RAW DATA:
-- START --

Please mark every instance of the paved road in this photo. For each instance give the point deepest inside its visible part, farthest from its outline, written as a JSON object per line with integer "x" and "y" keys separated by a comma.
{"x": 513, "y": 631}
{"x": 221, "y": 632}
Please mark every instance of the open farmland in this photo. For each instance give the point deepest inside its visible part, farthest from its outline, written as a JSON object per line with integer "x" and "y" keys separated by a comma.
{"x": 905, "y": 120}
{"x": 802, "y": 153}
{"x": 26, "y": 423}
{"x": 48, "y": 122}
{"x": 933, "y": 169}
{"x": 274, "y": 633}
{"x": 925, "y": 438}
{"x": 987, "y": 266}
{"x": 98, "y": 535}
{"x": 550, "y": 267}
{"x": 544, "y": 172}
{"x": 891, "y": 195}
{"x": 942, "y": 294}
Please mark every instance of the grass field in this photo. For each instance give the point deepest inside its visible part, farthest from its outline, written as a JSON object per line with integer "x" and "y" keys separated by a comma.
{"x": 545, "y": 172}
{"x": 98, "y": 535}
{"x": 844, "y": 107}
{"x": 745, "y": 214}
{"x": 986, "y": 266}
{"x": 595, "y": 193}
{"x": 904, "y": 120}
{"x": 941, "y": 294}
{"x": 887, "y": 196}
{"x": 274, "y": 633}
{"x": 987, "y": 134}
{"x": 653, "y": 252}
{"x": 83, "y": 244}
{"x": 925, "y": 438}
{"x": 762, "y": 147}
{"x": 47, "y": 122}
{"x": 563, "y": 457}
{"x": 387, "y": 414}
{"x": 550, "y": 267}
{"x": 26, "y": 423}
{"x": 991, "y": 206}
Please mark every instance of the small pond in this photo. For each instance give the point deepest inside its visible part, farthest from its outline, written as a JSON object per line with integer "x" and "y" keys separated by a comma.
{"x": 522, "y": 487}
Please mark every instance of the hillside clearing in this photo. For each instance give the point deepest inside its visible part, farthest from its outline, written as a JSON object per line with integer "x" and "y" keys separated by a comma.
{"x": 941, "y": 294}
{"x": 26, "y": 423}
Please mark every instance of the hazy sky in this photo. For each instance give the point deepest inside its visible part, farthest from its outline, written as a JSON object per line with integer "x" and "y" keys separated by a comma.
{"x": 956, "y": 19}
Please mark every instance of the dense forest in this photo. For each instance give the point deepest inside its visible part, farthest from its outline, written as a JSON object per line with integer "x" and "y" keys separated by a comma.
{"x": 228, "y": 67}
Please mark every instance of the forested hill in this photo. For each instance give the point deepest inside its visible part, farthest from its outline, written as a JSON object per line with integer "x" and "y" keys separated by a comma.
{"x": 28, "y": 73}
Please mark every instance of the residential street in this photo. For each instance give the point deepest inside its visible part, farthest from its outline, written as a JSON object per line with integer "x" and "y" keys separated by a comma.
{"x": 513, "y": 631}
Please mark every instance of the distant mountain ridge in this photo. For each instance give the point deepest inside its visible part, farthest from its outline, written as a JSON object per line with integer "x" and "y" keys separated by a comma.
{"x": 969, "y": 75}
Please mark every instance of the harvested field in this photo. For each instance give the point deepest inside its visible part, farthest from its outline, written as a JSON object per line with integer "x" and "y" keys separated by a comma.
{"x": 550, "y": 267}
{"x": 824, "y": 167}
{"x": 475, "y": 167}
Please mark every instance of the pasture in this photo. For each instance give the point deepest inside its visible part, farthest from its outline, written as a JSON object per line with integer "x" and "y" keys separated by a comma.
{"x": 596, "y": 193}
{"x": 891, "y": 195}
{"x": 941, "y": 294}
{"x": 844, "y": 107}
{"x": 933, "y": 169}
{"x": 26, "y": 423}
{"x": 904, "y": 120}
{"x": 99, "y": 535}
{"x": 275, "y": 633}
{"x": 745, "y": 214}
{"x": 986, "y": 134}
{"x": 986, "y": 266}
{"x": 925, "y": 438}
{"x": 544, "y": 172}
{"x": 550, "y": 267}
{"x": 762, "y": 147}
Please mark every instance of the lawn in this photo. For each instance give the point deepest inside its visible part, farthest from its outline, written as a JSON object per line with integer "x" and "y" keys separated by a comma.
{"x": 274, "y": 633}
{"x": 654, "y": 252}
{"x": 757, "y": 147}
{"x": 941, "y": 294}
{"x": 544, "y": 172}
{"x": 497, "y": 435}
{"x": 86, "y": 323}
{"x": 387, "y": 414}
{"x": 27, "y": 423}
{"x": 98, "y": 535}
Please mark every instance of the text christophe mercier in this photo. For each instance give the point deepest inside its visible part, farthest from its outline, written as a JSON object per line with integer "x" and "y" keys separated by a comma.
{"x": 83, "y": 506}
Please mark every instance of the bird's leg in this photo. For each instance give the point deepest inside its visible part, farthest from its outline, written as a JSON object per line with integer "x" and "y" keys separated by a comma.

-- END --

WHAT TO WORK ON:
Only the lines from the one that contains "Please mark every instance of the text" to the end of the entries above should be given again, exactly and in full.

SOLUTION TO THE EXERCISE:
Please mark every instance of the text christophe mercier in this photo. For each instance give the point deepest inside its visible part, farthest from its outline, written as a JSON object per line with integer "x" and "y" keys separated by a comma.
{"x": 83, "y": 506}
Please mark every instance of the bird's leg in this photo. For each instance give the point deepest inside its visible part, farthest from its outline, written as a JSON object per line with integer "x" and "y" keys separated by a comma.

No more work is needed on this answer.